- _EXERCISE SET_:
1. Transcribe the reply to Mr D between "Who said HCDs" and "better to do?", inclusive.
2. Answer these questions from the reply to Mr D:
(a) How many years of ruling-class forms-of-thought is Mr D said to be keen to defend?
(b) When does the writer say they grew out of academic gobbledygook?
(c) What word does Mr D use to label Wittgenstein's ideas, according to the writer?

This is all quite independent of the rather bizarre claim that Wittgenstein's ideas were "conservative" (given the expert testimony I posted that refutes this slur), especially when this opinion is advanced by someone keen to defend 2500 years of ruling-class forms-of-thought: our very own lover of Hermetic confusion, Mr D.
The comment on Carnap is equally amusing; however, anyone who wants to know the difference between Carnap and Wittgenstein need only do the opposite of Mr D, and read up on the subject (they will find I give more than enough references in the Essay in question).
Those who have read Mr D's other comments will recognise his penchant for 'infantile' name-calling in place of argument. So, it is enough for him to label Wittgenstein's ideas as "infantile" to warrant consigning them to the dustbin. But, Mr D cannot take me on with any arguments (his devotion to Stone Age Logic has more than seen to that); even his abuse is third-rate.
More-or-less the same can be said of Mr D's attempt to boost Adorno; the word "piss-ant" being a technical term known only to adepts in Hermetic Philosophy, one assumes. It certainly puts me in my place.
And, as if that were not enough, we find yet more invention:
"But Rosa knows nothing of this, for 'she' is obsessed with the childish forms of dialectical materialism to date and knows nothing of the Frankfurt School, for instance..."
And yet, Mr D knows, because yours truly has told him (and not just him, everyone else, had he bothered to check, here and here) that I purposely ignore philosophical/political dead-ends like this. Now, Mr D can beat his brains out if he wants to do so, trying to comprehend the tortuous prose such work contains -- the deleterious effects of which he has highlighted for us once more -- but I personally grew out of this academic gobbledygook twenty-odd years ago, in my PhD years.
And, oddly enough, Mr D's own laboured attempts to come to grips with the complex arguments found in Analytic Philosophy is sufficient to warn me not to slide back into the theoretical quagmire that has hold of him, for another twenty.
And now we come to the pièce de résistance; complex algebra from a commensurately advanced intellect:
"Trotskyism + Wittgenstein: a formula for insanity."
Who said HCDs like Mr D were ignorant of logic?
One small question: if my Essays are so irredeemably flawed, superficially infantile and hopelessly banal, why does this super-sized HCD bother with a them?
Has he nothing better to do?
Or, is the traditional world he inhabits, where the ideas and thought-forms of the ruling-class are held in high regard, crumbling under my relentless attacks?
Just a thought, but it does help explain all the name-calling, the invention, the bile and the baseless assertions.
Put your aluminium foil helmet back on Mr D; plenty more proletarian materialism coming your way.

- _RECORDED INFORMATION_:
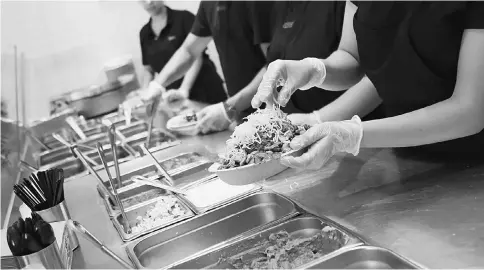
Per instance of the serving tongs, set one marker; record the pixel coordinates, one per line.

- _ANSWERS TO THE TASKS_:
1.
Who said HCDs like Mr D were ignorant of logic?
One small question: if my Essays are so irredeemably flawed, superficially infantile and hopelessly banal, why does this super-sized HCD bother with a them?
Has he nothing better to do?

2.
(a) 2500 years.
(b) Twenty-odd years ago, in the writer's PhD years.
(c) "Infantile."